Swap every "pick out" in the records below for "locate", leaving all other wording unchanged, and reproduce the records without the pictures.

☆ ☆ ☆ ☆

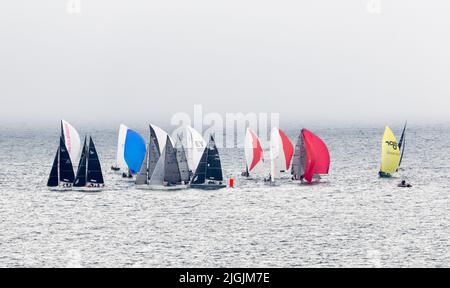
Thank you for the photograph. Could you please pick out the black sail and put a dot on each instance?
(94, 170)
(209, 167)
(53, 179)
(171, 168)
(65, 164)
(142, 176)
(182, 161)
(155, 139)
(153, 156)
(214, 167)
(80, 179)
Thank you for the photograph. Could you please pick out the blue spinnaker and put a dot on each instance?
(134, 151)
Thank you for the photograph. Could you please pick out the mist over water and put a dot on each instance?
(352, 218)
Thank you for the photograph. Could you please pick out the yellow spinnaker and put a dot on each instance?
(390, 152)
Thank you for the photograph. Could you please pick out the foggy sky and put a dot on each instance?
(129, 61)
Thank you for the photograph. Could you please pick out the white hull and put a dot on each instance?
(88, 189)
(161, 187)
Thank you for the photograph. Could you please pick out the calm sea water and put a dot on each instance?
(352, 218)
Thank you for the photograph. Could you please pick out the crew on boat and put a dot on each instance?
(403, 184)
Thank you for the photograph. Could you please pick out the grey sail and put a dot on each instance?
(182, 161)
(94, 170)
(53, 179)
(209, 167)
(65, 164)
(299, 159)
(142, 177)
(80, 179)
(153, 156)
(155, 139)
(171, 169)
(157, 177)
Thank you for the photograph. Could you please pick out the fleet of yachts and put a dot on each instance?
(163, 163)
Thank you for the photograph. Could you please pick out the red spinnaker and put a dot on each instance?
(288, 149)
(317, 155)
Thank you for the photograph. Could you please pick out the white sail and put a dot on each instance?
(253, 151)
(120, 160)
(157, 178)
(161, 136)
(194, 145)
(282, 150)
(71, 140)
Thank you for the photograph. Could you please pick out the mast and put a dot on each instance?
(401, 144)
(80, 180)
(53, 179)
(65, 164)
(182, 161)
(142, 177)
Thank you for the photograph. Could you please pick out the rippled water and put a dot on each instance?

☆ ☆ ☆ ☆

* _EXERCISE OUTPUT_
Thank you for the photograph. Could you please locate the black sail and put a dot on each instance?
(94, 170)
(209, 167)
(53, 179)
(171, 168)
(65, 164)
(142, 176)
(182, 161)
(155, 139)
(153, 156)
(214, 167)
(80, 179)
Thank you for the photograph. Could you please locate the blue spinnaker and put a dot on each instance?
(134, 151)
Thank you for the photograph. Could you please locate the mist over water and put a dot on each instance?
(352, 218)
Thank you for the photograph. Could you please locate the yellow spinnaker and put a dot on each instance?
(390, 152)
Thank you for the photograph. Could you please locate the foggy sky and put a dot on each instance?
(129, 61)
Thank you for the photograph. Could you please locate the white hull and put a dot on each instance?
(88, 189)
(161, 187)
Thank you for the photograph. Could you please locate the calm sea water and put a dot on each instance?
(352, 218)
Thank you for the photograph. Could you please locate the crew on boat and put a dot on each instance?
(403, 184)
Thank you for the photograph. Could you please locate the grey sail and put a dot on each instance?
(182, 161)
(94, 170)
(53, 179)
(209, 167)
(65, 164)
(299, 159)
(142, 177)
(80, 179)
(153, 156)
(155, 139)
(171, 169)
(157, 177)
Thank you for the photograph. Could you please locate the fleet of yachts and put a dot on each instance?
(163, 163)
Thank you for the photograph. Could you please locate the red spinnaker and put a dot on each instance?
(288, 149)
(317, 155)
Thank you for the photograph. Could you please locate the white sail and put a dot on each instance?
(253, 151)
(120, 160)
(157, 178)
(161, 136)
(194, 145)
(282, 150)
(71, 140)
Thank you for the photograph. Could you please locate the mast and put a dot on each instance?
(401, 144)
(80, 180)
(53, 179)
(65, 164)
(182, 161)
(142, 177)
Thank you for the photograph. Could you please locate the rippled water and put a dot on each instance?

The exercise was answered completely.